* _Rows_
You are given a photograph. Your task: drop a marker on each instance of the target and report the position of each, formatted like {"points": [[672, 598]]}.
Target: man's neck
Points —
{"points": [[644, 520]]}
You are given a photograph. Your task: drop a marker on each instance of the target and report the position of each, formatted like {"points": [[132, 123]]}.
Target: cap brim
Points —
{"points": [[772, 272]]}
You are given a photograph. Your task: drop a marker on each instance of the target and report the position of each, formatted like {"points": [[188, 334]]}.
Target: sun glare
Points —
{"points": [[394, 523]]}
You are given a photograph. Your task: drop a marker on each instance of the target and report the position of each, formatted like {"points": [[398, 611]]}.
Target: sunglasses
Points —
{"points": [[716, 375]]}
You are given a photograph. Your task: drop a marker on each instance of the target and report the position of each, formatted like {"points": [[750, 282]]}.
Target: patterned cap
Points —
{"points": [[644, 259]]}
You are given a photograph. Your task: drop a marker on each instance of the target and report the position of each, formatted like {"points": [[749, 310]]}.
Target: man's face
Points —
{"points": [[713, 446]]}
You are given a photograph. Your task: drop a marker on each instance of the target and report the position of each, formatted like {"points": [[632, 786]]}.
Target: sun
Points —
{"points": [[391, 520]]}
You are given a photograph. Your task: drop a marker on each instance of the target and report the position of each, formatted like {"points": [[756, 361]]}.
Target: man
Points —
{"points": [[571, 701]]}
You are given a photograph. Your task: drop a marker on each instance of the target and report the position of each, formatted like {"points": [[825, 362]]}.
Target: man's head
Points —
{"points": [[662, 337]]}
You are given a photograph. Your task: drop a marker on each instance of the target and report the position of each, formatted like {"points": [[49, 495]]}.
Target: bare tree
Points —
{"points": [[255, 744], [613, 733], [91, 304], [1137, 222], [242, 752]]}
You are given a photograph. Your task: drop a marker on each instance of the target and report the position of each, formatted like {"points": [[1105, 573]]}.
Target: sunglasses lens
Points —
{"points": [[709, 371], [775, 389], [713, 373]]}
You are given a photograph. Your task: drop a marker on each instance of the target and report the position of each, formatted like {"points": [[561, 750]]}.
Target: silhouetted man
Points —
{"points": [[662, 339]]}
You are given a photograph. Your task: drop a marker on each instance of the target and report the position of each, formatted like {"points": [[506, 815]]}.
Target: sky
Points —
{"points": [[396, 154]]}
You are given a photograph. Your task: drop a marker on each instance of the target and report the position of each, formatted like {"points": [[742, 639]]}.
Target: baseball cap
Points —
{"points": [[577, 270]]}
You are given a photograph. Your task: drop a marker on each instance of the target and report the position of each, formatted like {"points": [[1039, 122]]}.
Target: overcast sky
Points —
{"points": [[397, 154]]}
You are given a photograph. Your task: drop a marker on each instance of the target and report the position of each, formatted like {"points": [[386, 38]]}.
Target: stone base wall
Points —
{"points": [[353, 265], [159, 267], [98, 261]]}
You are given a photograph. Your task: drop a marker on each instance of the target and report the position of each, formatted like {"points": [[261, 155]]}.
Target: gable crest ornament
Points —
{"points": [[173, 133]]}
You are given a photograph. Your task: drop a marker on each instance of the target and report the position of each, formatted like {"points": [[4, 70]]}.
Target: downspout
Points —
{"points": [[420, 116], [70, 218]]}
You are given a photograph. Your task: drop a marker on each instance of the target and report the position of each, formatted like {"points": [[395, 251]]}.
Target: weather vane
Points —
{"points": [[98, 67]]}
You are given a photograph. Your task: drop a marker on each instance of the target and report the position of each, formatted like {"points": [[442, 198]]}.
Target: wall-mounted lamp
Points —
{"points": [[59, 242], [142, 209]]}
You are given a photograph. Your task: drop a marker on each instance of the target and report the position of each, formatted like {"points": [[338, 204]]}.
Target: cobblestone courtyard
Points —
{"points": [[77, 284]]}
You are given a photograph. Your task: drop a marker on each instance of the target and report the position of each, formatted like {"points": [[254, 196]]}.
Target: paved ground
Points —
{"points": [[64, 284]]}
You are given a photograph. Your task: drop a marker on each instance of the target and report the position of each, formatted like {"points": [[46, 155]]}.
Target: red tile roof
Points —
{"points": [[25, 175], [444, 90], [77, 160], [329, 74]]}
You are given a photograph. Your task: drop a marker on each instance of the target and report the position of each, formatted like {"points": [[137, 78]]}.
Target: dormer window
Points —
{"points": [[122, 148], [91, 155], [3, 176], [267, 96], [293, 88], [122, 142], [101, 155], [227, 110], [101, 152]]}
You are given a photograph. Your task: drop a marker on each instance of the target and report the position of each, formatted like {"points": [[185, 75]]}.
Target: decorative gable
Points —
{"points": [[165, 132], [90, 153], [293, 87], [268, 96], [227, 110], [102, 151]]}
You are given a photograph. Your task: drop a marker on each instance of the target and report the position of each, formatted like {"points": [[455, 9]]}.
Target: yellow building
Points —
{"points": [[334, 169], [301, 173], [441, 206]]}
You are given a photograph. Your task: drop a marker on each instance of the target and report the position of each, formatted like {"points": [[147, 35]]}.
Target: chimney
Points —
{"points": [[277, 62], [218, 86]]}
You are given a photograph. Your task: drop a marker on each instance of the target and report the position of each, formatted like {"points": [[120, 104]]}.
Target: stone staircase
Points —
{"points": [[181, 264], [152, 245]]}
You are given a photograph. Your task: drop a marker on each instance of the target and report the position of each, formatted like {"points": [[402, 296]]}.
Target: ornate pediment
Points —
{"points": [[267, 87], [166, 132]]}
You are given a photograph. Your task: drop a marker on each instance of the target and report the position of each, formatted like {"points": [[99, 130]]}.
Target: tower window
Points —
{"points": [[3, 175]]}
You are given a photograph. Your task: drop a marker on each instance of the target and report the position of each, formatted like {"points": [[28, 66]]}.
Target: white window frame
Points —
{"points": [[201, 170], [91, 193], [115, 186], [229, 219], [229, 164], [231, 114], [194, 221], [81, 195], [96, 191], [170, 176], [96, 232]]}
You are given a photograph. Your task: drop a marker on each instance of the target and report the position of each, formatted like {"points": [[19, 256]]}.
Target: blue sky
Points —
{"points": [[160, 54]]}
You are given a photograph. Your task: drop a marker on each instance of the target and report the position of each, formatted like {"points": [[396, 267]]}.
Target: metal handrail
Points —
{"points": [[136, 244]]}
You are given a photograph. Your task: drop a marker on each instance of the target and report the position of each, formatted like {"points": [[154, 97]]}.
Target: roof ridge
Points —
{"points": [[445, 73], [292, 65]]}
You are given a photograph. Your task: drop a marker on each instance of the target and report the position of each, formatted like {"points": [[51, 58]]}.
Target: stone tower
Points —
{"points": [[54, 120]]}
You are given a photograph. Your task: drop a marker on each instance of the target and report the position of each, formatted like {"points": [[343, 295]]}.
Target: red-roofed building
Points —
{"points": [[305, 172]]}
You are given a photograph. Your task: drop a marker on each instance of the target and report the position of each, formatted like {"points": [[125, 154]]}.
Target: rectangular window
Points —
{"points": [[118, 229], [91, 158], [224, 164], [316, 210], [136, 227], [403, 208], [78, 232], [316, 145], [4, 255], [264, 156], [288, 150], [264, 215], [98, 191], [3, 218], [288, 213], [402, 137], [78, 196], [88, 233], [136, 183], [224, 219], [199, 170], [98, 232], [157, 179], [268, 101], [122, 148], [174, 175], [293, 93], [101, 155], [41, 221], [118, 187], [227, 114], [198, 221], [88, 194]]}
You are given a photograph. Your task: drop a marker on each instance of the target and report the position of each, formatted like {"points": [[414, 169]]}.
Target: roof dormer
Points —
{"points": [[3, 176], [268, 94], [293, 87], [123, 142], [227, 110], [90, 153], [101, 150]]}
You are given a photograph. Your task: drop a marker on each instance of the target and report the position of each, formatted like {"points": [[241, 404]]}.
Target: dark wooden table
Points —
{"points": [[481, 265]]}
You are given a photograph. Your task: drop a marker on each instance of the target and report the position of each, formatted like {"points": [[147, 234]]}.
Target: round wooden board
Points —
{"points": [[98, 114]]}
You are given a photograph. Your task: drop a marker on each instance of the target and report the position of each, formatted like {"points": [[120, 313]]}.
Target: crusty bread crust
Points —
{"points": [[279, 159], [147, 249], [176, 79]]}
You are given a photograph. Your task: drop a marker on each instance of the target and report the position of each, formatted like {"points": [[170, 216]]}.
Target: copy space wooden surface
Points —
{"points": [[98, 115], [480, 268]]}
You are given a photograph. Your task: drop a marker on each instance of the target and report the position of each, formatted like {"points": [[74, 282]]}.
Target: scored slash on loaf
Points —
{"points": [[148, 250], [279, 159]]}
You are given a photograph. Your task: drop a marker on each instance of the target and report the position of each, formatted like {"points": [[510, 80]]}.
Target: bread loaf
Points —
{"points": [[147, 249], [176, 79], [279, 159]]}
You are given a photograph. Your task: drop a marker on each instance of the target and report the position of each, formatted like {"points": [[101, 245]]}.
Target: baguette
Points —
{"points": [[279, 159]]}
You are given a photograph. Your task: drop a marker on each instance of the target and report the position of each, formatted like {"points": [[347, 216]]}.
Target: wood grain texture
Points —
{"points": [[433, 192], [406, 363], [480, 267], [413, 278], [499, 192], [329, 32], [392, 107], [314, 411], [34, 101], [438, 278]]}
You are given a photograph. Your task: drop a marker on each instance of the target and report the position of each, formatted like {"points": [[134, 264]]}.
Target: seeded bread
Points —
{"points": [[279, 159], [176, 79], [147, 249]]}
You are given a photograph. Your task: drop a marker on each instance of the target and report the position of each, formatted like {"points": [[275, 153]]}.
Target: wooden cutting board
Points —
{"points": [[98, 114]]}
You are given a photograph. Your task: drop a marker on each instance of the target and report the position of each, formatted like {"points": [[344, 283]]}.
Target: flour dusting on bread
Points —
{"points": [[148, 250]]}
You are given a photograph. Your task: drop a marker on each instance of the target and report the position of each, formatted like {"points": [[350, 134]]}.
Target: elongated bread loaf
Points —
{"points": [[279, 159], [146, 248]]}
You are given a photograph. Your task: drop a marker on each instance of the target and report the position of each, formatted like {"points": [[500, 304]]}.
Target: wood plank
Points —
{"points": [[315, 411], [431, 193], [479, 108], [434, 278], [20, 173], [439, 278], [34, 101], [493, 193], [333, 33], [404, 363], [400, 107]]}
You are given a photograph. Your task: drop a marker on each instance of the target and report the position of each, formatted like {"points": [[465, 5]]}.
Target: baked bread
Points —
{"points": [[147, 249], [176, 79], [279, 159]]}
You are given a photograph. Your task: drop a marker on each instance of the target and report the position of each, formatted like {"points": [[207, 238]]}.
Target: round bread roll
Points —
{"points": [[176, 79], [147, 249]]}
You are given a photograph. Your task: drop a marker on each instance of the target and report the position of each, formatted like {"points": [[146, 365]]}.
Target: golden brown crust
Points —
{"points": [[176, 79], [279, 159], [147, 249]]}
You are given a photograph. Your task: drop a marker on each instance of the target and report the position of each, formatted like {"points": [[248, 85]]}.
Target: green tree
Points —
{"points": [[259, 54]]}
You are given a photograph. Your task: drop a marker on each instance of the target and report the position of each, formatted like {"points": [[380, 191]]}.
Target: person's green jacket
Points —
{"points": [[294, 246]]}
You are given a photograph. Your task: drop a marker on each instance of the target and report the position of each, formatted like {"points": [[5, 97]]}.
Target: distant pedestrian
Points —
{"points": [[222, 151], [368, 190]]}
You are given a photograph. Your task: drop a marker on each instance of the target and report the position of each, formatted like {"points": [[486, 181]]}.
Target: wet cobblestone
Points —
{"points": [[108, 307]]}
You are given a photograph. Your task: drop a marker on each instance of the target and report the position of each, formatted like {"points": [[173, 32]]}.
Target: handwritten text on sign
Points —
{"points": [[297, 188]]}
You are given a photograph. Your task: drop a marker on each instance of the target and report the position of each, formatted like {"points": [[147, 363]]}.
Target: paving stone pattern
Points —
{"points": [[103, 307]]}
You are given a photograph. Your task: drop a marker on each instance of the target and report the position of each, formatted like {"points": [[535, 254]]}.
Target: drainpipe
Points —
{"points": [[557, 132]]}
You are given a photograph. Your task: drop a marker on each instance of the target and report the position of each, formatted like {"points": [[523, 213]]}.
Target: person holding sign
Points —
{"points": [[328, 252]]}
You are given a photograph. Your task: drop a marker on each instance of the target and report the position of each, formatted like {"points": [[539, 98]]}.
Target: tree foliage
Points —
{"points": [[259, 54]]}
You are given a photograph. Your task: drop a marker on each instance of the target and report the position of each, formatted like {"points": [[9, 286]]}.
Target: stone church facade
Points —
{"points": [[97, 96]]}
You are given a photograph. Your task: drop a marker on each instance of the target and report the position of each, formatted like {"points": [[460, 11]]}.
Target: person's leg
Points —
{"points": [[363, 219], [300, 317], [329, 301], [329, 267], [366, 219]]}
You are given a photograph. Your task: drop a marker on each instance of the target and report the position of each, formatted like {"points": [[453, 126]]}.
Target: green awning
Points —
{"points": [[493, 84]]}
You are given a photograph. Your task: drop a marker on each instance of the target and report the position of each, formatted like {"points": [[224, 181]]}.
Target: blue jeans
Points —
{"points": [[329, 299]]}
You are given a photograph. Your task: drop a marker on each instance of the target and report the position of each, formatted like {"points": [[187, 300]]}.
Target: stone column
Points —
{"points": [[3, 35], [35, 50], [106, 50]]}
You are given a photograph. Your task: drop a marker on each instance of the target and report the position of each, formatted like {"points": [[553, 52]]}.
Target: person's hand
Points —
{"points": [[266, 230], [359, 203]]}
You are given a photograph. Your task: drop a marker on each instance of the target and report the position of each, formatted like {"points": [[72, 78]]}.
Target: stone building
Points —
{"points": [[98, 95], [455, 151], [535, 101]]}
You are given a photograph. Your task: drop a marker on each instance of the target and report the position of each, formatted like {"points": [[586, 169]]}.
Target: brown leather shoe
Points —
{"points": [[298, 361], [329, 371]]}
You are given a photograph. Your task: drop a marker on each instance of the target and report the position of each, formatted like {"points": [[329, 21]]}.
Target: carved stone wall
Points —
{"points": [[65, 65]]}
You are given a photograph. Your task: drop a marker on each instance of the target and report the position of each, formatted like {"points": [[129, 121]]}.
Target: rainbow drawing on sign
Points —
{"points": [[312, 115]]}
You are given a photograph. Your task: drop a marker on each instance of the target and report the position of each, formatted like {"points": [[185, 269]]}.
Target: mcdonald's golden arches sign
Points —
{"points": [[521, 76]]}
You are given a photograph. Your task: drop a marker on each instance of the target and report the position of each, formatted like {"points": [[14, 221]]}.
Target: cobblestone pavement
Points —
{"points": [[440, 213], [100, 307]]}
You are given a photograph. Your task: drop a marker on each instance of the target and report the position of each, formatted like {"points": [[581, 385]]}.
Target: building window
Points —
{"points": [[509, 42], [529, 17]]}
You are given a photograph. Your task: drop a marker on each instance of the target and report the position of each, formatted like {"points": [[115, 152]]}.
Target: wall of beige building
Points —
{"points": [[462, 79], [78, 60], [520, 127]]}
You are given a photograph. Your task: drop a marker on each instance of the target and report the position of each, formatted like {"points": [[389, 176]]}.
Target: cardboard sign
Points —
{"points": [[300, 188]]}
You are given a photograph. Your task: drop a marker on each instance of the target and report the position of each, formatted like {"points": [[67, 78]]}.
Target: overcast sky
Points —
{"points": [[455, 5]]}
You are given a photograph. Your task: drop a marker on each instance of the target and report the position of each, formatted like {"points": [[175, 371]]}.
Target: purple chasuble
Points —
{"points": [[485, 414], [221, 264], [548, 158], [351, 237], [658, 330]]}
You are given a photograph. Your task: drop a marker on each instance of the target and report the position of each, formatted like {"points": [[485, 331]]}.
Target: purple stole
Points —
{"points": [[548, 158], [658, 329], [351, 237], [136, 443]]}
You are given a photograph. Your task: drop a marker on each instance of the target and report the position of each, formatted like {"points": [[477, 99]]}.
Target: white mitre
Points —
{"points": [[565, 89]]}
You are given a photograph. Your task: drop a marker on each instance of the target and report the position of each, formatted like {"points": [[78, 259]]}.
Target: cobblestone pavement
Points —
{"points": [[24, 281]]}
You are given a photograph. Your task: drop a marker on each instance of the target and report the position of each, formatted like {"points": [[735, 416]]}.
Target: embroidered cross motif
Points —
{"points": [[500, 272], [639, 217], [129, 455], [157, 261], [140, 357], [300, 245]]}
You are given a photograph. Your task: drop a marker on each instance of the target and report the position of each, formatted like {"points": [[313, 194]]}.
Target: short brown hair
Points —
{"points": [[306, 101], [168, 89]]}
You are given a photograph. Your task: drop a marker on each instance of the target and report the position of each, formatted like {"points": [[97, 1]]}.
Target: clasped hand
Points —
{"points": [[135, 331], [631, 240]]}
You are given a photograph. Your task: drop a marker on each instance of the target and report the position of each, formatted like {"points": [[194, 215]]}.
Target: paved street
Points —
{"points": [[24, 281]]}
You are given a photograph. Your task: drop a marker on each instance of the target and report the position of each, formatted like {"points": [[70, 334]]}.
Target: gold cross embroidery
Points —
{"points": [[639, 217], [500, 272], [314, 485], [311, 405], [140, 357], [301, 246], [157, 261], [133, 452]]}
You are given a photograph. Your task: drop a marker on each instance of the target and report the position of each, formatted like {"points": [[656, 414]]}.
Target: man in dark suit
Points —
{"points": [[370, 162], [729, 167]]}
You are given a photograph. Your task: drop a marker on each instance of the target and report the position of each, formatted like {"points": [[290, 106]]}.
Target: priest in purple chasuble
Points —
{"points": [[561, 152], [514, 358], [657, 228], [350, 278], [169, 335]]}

* _Set task_
Pick out each line above that contains the word "purple" and copy it. Case counts, so match only that exact capitalization.

* _Correct response_
Target: purple chasuble
Target: purple stole
Target: priest in purple chasuble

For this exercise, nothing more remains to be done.